── Excerpted data ──

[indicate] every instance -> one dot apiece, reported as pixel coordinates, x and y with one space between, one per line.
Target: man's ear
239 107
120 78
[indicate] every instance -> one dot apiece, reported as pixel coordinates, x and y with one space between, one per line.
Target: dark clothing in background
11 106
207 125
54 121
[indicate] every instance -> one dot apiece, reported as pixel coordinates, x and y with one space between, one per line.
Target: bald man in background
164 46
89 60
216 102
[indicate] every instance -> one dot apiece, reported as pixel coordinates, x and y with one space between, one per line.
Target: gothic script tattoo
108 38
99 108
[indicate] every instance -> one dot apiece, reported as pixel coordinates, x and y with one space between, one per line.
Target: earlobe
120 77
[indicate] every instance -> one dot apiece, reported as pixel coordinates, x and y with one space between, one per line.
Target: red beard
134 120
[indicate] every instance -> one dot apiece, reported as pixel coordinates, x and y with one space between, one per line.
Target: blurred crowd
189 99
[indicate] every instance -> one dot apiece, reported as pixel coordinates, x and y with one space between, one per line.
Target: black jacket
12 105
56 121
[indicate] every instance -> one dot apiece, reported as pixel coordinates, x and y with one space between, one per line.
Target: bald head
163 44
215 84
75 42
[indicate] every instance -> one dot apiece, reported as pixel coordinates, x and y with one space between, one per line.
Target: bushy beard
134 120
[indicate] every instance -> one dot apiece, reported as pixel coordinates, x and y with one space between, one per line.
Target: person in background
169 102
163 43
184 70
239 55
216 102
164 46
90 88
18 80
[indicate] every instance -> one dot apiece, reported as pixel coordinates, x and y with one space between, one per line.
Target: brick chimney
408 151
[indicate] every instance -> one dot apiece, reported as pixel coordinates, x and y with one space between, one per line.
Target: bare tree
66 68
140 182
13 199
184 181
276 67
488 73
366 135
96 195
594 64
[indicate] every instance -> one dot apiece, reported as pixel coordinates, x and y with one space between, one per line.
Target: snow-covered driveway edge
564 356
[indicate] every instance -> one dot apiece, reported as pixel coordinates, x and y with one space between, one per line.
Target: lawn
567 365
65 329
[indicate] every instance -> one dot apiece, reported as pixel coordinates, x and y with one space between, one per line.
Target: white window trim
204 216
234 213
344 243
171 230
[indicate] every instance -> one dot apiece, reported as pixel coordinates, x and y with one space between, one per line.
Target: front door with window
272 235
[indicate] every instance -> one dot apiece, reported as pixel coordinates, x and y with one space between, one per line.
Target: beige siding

───

• [Objective] Word for word, quote all of the data above.

• [Final result]
[indicate] every instance -> one dot apiece, reported as pixel coordinates, x and y with one space between, one per line.
Target: man's ear
239 107
120 78
[indicate] every instance -> one dot apiece, reported as pixel coordinates, x and y with one space between, one per line.
Target: dark clothing in background
11 106
207 125
54 121
[indicate] every instance -> one dot apiece, reported as pixel coordinates, x and y with one space between, one per line.
Target: bald man in background
164 46
89 60
216 102
[indicate] every instance -> one dot apiece, reported as pixel coordinates, x and y with one space between, one per line.
Target: gothic script tattoo
108 38
99 108
[indicate] every instance -> one dot apiece, reported as pixel coordinates, x and y with one space between, one per line.
Target: earlobe
120 77
[indicate] every instance -> one dot apiece, reported as pixel coordinates, x and y with one space between, one per line.
Target: red beard
134 120
[indicate] every instance -> one dot apiece, reported as pixel coordinates, x and y with one space between, one per line.
Target: blurred crowd
189 99
[indicate] every instance -> one dot apiece, reported as pixel coordinates, x and y with one space between, one per line.
Target: black jacket
12 105
56 121
[indicate] every instance -> one dot apiece, reported as pixel coordinates, x and y with one space between, one per line.
Target: bald head
163 44
215 84
75 42
[indicate] every instance -> one dot apiece, reported as pixel coordinates, x and y with one space between, one per line.
Target: bushy beard
134 120
[indicate] every instance -> one dot apiece, reported as pixel coordinates, x and y with one space between, one per line.
Target: person in background
169 102
163 43
184 70
239 55
216 102
164 46
90 88
18 80
[indicate] every instance -> one dot apiece, reported as pixel coordinates, x and y with one space between, one per line.
Target: brick chimney
408 151
[indicate] every instance -> one dot apiece, reported as pixel coordinates, x and y with one space between, one per line.
Target: bare tree
66 68
140 182
13 199
184 181
276 67
488 73
366 135
96 195
594 64
[indicate] every instance -> one dot apiece, reported as pixel coordinates, x and y with one space between, one per line.
Target: snow-covered driveway edge
564 356
[indicate] every instance -> one dot apiece, reported as pixel coordinates, x and y with one space between, one per line.
Target: lawn
567 365
65 329
[indicate] every instance -> one dot apiece, reported as pixel coordinates, x and y with one space between, one per line.
Target: white window trim
204 216
234 213
344 243
171 230
[indicate] every instance -> one dot apiece, reported as pixel coordinates, x and y with one space between, one per line.
Target: front door with window
272 235
[indicate] every instance -> one dot apiece, reported as pixel coordinates, x and y with one space between, one per line.
Target: beige siding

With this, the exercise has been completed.